Exercise brief ▸
From the cookbook-reading post below, output the passage character for character, beginning at the words "A good read" and stopping after the words "not a keeper.".

# Start of Text to read

Saturday, February 26, 2011

A good read and luxurious eggs

I don't know about you but one of my guilty pleasures is to read, actually read, a cookbook. I read through it, writing down any recipe that catches my eye, and writing notes in the margin of thoughts that catch my attention. I keep the list tucked in the inside cover and work my way through it, writing notes to self for future use on the recipe as I go. It is probably the closest I will ever come to journallng and I love reading through the notes at a later date to remind myself what my  impressions were. If the list is short and the comments few, then the cook book is not a keeper.

# End of Text to read
# Start of Supplied entries

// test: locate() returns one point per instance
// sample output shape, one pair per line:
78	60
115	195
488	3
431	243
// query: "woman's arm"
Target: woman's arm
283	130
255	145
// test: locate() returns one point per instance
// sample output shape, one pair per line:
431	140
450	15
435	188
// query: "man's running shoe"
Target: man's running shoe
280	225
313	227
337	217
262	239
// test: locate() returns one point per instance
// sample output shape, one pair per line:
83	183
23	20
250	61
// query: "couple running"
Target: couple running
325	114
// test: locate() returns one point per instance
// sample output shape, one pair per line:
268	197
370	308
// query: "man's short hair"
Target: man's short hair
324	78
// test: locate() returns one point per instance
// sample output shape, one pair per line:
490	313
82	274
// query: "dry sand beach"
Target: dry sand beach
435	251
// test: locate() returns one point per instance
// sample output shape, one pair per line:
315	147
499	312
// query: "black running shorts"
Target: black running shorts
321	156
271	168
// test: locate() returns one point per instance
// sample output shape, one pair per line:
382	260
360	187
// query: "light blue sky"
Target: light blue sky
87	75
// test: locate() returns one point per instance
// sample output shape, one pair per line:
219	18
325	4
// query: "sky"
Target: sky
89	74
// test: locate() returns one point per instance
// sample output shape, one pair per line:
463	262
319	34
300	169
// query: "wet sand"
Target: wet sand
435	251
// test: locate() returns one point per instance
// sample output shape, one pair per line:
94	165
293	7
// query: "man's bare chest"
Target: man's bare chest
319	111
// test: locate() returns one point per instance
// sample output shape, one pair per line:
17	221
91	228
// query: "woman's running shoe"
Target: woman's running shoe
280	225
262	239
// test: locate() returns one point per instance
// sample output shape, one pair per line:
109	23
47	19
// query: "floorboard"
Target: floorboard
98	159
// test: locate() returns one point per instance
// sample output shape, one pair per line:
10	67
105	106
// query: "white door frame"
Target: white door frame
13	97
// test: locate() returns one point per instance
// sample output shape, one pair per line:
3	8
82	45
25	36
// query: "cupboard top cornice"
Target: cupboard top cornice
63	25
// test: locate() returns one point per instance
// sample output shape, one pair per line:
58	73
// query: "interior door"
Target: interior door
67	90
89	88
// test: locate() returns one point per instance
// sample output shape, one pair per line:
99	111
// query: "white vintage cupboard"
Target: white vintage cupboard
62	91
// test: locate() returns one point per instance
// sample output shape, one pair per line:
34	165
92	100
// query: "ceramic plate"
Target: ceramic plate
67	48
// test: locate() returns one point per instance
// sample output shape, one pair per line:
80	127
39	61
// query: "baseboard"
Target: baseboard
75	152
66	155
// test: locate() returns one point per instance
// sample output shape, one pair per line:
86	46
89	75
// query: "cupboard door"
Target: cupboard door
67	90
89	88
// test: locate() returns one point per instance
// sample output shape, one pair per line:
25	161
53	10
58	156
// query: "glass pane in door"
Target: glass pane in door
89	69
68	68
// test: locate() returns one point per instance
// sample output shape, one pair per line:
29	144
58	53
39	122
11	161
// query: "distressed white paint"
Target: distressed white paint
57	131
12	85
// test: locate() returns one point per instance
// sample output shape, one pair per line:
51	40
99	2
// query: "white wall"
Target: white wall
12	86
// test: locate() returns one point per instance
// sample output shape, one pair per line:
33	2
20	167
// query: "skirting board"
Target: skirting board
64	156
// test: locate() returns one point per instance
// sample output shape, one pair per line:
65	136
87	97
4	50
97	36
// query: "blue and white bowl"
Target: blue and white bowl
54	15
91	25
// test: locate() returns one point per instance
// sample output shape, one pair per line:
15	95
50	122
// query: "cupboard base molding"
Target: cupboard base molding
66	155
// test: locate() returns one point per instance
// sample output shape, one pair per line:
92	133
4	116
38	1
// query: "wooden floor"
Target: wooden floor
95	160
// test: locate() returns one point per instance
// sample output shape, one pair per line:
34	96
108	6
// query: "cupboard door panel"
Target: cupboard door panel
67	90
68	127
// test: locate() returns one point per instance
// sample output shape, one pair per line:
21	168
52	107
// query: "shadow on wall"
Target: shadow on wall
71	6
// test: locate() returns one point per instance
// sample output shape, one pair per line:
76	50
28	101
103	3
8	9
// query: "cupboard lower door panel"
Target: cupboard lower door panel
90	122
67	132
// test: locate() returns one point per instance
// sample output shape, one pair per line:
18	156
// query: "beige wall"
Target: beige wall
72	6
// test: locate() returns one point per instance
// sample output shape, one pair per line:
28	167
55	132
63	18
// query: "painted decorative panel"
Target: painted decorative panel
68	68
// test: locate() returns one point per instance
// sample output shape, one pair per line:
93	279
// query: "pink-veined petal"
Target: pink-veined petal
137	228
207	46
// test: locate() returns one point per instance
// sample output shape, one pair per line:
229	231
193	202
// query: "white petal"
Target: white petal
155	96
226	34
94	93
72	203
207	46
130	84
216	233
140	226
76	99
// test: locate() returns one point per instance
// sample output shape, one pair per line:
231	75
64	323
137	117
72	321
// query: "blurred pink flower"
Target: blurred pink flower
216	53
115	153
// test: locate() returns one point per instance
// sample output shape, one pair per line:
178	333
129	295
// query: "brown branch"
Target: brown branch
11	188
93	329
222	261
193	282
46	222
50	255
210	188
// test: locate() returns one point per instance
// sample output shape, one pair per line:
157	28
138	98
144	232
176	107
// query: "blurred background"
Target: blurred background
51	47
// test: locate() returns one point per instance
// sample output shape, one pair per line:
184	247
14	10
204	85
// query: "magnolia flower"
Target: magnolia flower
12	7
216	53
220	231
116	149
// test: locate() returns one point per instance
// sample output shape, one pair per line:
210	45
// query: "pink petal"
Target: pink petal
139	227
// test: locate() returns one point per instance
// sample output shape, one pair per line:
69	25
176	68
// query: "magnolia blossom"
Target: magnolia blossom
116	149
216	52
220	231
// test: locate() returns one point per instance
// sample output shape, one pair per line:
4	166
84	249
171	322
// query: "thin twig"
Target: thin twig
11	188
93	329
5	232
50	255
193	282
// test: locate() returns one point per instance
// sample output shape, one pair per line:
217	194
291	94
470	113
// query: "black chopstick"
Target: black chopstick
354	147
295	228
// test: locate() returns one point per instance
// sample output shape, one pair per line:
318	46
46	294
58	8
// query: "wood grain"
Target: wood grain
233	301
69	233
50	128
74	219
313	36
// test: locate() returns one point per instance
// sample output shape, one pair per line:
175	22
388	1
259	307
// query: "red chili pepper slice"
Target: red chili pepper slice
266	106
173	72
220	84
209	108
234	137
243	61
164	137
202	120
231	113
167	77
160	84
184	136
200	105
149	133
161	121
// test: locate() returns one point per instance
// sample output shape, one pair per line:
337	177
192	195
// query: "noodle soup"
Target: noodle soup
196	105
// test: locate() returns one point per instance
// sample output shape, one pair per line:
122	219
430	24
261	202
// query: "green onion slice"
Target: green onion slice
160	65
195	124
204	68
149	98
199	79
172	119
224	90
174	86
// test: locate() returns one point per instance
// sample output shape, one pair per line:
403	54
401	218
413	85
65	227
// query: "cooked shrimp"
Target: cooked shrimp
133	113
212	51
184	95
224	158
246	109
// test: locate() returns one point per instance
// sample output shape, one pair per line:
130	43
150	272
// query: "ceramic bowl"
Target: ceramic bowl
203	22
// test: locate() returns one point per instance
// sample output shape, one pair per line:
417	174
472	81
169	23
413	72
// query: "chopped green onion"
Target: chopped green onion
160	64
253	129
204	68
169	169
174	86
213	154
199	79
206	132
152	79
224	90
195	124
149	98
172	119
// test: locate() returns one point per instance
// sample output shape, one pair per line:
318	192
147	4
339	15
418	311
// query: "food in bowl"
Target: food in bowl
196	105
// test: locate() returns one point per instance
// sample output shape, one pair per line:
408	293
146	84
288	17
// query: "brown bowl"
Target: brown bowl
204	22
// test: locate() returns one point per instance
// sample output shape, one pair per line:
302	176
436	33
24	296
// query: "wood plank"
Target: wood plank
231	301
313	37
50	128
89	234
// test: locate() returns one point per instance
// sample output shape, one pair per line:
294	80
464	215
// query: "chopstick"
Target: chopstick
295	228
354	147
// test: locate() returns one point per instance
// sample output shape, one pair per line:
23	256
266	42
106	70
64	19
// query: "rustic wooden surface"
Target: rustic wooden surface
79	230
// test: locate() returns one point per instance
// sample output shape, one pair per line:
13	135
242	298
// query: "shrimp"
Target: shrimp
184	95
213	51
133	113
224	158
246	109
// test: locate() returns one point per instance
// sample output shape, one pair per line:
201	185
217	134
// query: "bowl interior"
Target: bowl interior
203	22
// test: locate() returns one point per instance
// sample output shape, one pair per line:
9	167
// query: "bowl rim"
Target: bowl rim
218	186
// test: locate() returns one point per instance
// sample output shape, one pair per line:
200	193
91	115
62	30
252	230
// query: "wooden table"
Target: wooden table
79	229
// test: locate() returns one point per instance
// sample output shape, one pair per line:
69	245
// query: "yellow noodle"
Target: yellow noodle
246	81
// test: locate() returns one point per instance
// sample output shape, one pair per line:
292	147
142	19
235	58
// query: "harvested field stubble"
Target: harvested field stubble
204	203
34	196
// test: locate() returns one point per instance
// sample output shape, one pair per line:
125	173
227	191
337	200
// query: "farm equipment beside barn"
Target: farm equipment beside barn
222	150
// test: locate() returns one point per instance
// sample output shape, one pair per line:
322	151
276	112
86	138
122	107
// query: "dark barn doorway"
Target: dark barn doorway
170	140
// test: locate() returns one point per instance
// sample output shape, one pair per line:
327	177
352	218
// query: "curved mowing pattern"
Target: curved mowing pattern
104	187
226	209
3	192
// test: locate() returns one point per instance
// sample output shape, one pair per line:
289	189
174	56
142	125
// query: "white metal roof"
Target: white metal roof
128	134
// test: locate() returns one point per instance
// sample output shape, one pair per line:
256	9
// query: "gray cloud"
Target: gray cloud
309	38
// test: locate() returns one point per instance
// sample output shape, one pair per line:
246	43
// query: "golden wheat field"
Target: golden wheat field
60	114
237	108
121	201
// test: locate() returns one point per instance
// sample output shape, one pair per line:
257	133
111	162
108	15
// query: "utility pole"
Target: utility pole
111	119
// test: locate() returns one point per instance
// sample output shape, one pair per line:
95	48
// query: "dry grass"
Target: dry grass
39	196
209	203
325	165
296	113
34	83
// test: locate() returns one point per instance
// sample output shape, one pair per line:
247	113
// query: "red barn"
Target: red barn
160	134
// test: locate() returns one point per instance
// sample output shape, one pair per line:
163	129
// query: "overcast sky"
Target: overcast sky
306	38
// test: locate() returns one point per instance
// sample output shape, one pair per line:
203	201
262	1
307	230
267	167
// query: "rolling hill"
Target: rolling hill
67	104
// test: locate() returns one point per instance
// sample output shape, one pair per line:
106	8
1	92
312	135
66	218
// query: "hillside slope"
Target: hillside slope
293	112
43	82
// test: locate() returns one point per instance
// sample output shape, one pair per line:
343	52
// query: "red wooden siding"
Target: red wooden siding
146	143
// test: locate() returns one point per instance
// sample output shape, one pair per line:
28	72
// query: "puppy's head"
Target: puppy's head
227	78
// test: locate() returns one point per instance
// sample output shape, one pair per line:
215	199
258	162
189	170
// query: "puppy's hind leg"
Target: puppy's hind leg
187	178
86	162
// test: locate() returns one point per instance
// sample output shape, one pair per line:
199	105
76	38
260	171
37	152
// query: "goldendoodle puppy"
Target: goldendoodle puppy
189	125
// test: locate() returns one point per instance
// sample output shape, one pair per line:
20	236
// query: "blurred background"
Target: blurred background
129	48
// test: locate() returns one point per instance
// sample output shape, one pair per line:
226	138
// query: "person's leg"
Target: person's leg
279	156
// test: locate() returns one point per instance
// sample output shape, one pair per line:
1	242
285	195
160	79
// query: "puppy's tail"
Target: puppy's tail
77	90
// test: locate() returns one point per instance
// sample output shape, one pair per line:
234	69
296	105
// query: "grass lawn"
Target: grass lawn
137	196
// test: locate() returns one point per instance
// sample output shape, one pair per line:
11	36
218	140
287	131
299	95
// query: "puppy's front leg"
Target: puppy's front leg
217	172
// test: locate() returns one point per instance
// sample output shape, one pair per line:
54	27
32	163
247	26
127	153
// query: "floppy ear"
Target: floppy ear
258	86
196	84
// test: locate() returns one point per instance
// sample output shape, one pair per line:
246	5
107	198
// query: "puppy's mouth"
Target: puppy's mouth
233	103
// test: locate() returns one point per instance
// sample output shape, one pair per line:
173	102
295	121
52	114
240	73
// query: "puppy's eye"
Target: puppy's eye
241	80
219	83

# End of Supplied entries

The completed task ▸
A good read and luxurious eggs

I don't know about you but one of my guilty pleasures is to read, actually read, a cookbook. I read through it, writing down any recipe that catches my eye, and writing notes in the margin of thoughts that catch my attention. I keep the list tucked in the inside cover and work my way through it, writing notes to self for future use on the recipe as I go. It is probably the closest I will ever come to journallng and I love reading through the notes at a later date to remind myself what my  impressions were. If the list is short and the comments few, then the cook book is not a keeper.